* [WORK REQUIRED] Once the pictures are set aside, transcribe each line of the data exactly.

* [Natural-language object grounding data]

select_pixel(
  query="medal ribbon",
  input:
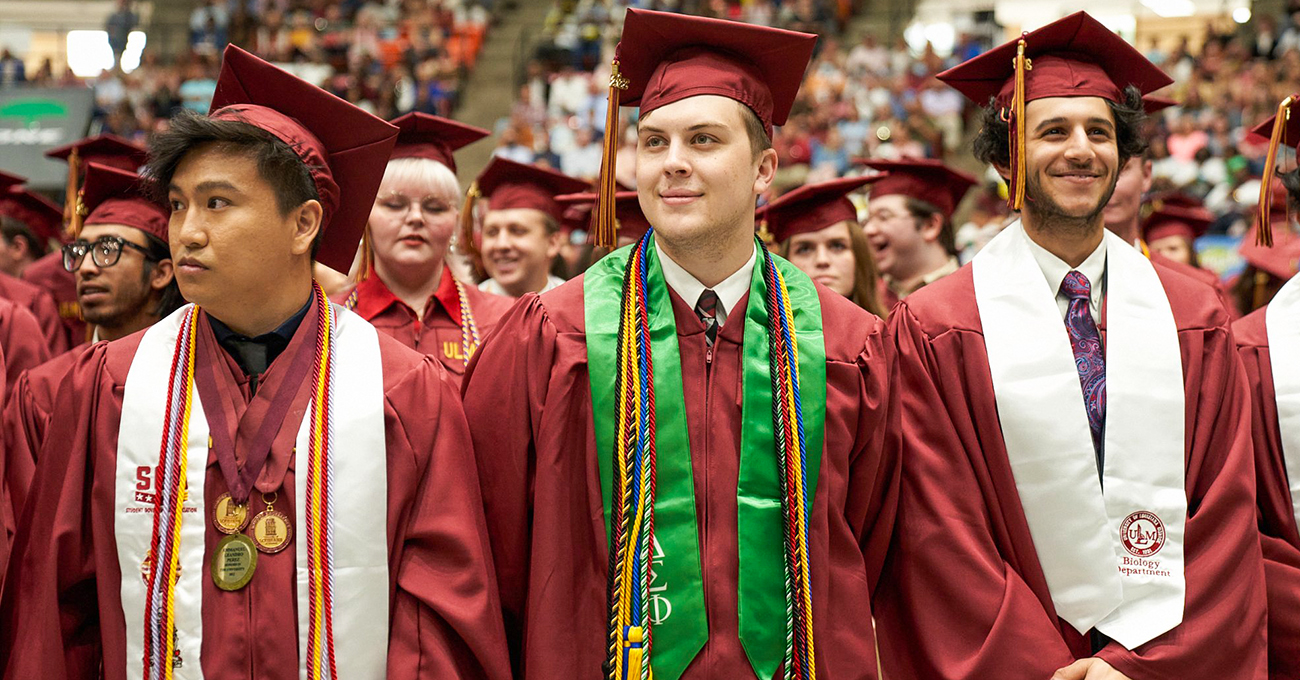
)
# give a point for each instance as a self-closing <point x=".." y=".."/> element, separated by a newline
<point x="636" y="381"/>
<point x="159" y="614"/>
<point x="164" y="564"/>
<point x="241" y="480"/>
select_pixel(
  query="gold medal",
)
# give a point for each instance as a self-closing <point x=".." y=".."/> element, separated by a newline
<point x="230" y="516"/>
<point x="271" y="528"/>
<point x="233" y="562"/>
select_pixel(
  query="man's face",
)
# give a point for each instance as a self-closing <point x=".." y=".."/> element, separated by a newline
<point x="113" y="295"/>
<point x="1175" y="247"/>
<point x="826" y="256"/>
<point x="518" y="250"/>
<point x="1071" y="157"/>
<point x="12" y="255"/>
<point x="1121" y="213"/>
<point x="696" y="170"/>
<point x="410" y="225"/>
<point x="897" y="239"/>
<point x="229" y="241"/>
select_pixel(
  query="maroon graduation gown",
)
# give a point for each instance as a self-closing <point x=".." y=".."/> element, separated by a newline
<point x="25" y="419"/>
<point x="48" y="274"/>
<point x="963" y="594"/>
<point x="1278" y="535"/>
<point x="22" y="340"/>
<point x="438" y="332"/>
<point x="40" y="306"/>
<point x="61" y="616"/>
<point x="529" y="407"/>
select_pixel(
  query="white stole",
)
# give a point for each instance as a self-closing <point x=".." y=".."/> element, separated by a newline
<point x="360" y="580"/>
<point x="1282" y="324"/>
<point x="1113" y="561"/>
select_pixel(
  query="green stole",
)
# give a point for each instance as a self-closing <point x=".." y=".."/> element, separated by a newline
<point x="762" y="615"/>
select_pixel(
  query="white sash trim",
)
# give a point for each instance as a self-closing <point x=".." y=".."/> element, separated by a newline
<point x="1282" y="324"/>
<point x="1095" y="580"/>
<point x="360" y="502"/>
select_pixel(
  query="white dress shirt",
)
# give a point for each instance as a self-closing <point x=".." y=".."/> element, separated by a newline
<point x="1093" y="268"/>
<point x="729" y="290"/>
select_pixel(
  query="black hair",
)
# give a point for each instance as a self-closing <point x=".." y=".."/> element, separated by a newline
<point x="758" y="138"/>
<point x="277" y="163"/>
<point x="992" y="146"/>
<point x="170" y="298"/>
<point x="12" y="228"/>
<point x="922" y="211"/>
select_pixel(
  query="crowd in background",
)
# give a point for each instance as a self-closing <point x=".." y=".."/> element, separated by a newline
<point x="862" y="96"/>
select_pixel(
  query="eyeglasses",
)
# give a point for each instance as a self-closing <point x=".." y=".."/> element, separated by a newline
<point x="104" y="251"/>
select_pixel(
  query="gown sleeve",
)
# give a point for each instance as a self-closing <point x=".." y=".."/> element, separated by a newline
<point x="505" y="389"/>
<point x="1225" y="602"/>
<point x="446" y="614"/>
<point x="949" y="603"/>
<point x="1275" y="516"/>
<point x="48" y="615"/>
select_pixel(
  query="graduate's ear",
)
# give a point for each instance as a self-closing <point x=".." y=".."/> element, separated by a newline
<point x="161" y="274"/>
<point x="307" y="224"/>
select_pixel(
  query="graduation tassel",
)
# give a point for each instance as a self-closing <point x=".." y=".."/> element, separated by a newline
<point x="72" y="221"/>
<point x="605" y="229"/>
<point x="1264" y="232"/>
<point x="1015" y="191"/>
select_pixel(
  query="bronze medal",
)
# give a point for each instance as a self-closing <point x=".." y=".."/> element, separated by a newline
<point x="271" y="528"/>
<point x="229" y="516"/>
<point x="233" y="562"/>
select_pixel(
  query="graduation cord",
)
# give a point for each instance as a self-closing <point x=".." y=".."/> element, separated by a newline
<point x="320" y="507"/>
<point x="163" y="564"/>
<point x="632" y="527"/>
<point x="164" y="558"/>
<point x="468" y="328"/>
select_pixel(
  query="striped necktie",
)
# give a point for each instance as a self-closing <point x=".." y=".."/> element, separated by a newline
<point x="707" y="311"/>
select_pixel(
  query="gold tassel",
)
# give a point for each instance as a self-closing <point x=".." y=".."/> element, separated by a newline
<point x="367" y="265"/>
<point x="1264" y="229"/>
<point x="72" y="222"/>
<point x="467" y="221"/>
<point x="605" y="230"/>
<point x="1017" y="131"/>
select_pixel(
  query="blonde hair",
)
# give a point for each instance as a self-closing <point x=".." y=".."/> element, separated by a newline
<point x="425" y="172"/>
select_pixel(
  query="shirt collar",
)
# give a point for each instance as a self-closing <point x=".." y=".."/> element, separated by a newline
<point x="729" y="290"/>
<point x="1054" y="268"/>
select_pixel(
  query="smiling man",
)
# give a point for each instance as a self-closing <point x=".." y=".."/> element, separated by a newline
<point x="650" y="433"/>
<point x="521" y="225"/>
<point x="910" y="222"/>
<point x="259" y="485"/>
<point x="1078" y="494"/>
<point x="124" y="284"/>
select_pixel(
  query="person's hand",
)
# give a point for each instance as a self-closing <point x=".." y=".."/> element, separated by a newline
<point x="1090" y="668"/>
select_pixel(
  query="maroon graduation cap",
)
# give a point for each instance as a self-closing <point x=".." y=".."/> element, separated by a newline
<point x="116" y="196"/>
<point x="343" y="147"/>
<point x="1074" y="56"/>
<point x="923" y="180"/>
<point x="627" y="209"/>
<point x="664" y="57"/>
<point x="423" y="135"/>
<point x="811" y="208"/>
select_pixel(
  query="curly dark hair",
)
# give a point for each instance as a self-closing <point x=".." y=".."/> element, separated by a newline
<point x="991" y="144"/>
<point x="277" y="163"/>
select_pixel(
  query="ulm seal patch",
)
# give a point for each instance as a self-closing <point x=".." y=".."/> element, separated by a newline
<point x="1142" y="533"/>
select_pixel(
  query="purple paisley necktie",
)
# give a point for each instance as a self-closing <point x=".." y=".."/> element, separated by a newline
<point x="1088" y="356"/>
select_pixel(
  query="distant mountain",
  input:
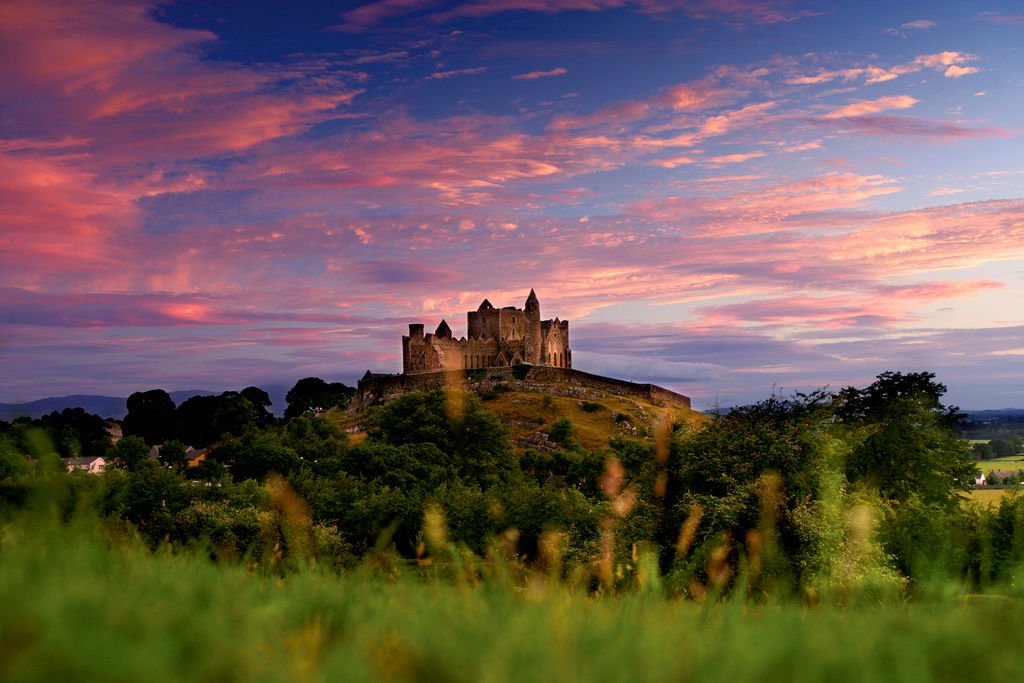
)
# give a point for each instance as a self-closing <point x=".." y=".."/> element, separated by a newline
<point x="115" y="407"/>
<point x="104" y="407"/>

* [EXERCISE RESULT]
select_pixel(
  query="medal ribbon",
  input:
)
# give a point for each instance as a self-closing <point x=".." y=".."/> element, separated by a newline
<point x="636" y="381"/>
<point x="159" y="614"/>
<point x="164" y="564"/>
<point x="241" y="480"/>
select_pixel(
  query="gold medal",
)
# give a point for each instance as a self-closing <point x=".." y=".."/> element, separated by a newline
<point x="230" y="516"/>
<point x="271" y="528"/>
<point x="233" y="562"/>
select_pixel(
  query="man's face",
)
# give a point for each instance as a self-closing <point x=".." y=".."/> element, separated by a newline
<point x="113" y="295"/>
<point x="1175" y="247"/>
<point x="826" y="256"/>
<point x="518" y="250"/>
<point x="1071" y="157"/>
<point x="12" y="255"/>
<point x="1121" y="213"/>
<point x="696" y="170"/>
<point x="410" y="225"/>
<point x="897" y="239"/>
<point x="229" y="241"/>
select_pixel(
  query="maroon graduation gown",
)
# give a point for each instance as a self-closing <point x=".." y=".."/> element, separated by a newline
<point x="25" y="419"/>
<point x="48" y="274"/>
<point x="963" y="594"/>
<point x="1278" y="535"/>
<point x="22" y="340"/>
<point x="438" y="332"/>
<point x="40" y="306"/>
<point x="61" y="616"/>
<point x="529" y="407"/>
select_pixel(
  query="white stole",
)
# give a point for each instance as a self-closing <point x=".." y=".."/> element, separated by a newline
<point x="360" y="580"/>
<point x="1282" y="324"/>
<point x="1113" y="561"/>
select_pixel(
  query="green stole",
)
# give a point for each instance as a self-closing <point x=".." y=".."/> element, separated by a newline
<point x="762" y="615"/>
select_pixel(
  query="white sash trim",
)
# give a point for each instance as a self-closing <point x=".." y=".."/> element, separated by a newline
<point x="1282" y="324"/>
<point x="1095" y="580"/>
<point x="360" y="502"/>
select_pixel(
  query="white dress shirt",
)
# give a point for each instance as a self-closing <point x=".." y=".."/> element, separated by a newline
<point x="1093" y="268"/>
<point x="729" y="290"/>
select_pixel(
  query="black hair",
)
# give a point for each instance as a self-closing <point x=".." y=".."/> element, separated by a newline
<point x="758" y="138"/>
<point x="277" y="163"/>
<point x="992" y="146"/>
<point x="170" y="298"/>
<point x="12" y="228"/>
<point x="922" y="211"/>
select_pixel(
  query="crowd in background",
)
# give a point for each instance as a self-closing <point x=".." y=".."/> element, separated by a newline
<point x="862" y="96"/>
select_pixel(
  query="eyeglasses",
)
# give a point for each instance as a self-closing <point x=".." y=".."/> element, separated by a newline
<point x="104" y="251"/>
select_pixel(
  query="gown sleeve",
)
# give a point for each instance as a self-closing <point x=".." y=".."/> element, separated by a newline
<point x="505" y="389"/>
<point x="1225" y="602"/>
<point x="446" y="614"/>
<point x="949" y="603"/>
<point x="1275" y="516"/>
<point x="48" y="615"/>
select_pixel(
  query="graduate's ear",
)
# give a point for each instance as a self-closing <point x=".." y=".."/> element, separated by a newline
<point x="161" y="274"/>
<point x="307" y="224"/>
select_pixel(
  query="graduation tassel",
)
# give a point for each instance as a self-closing <point x=".." y=".."/> element, separated by a newline
<point x="72" y="221"/>
<point x="605" y="229"/>
<point x="1264" y="232"/>
<point x="1015" y="191"/>
select_pixel(
  query="bronze medal",
)
# give a point for each instance as a self-closing <point x=".." y=".."/> element, separated by a newline
<point x="271" y="528"/>
<point x="229" y="516"/>
<point x="233" y="562"/>
select_pixel(
  query="graduation cord",
)
# give a point for each instance as a self-closing <point x=".." y=".."/> element, separated by a newline
<point x="320" y="507"/>
<point x="163" y="564"/>
<point x="632" y="527"/>
<point x="164" y="558"/>
<point x="468" y="328"/>
select_pixel(
  query="striped necktie",
)
# give a point for each instance as a self-closing <point x=".." y=".."/> element, separated by a newline
<point x="707" y="311"/>
select_pixel(
  query="gold tassel",
)
# give a point for each instance as a self-closing <point x=".." y=".."/> element, separated by a newline
<point x="367" y="265"/>
<point x="1264" y="229"/>
<point x="72" y="222"/>
<point x="467" y="221"/>
<point x="605" y="230"/>
<point x="1017" y="131"/>
select_pixel(
  query="blonde hair",
)
# give a point for each instance as a self-closing <point x=".." y=".."/> element, separated by a newline
<point x="425" y="172"/>
select_pixel(
  query="shirt collar",
)
# give a point for each instance as a self-closing <point x=".." y=".."/> element, separated by a newline
<point x="729" y="290"/>
<point x="1054" y="268"/>
select_pixel(
  query="smiling man",
)
# give a point for each instance as a self-closing <point x=".." y=".."/> element, separated by a newline
<point x="650" y="433"/>
<point x="521" y="225"/>
<point x="910" y="222"/>
<point x="259" y="485"/>
<point x="1078" y="494"/>
<point x="124" y="284"/>
select_pixel(
  query="person's hand",
)
# give a point for each instance as a self-closing <point x=".." y=".."/> element, separated by a newline
<point x="1090" y="668"/>
select_pixel(
  query="maroon graduation cap",
)
# give a point for each instance as a self-closing <point x=".." y=".."/> element, separated by a newline
<point x="116" y="196"/>
<point x="343" y="147"/>
<point x="1074" y="56"/>
<point x="923" y="180"/>
<point x="627" y="209"/>
<point x="664" y="57"/>
<point x="423" y="135"/>
<point x="811" y="208"/>
select_pixel(
  query="curly dark hair",
)
# give a point for each instance as a self-closing <point x=".." y=".."/> element, separated by a newline
<point x="991" y="144"/>
<point x="277" y="163"/>
select_pixel(
  query="ulm seal patch",
)
# give a point for each instance as a self-closing <point x=".." y=".."/> element, separated by a newline
<point x="1142" y="533"/>
select_pixel(
  query="purple paisley necktie",
)
# give a point for each instance as a self-closing <point x=".." y=".."/> element, separated by a newline
<point x="1088" y="356"/>
select_pixel(
  query="distant mountain",
  input:
)
# give a point for each instance as a self-closing <point x=".." y=".."/> element, separated by a newline
<point x="115" y="407"/>
<point x="104" y="407"/>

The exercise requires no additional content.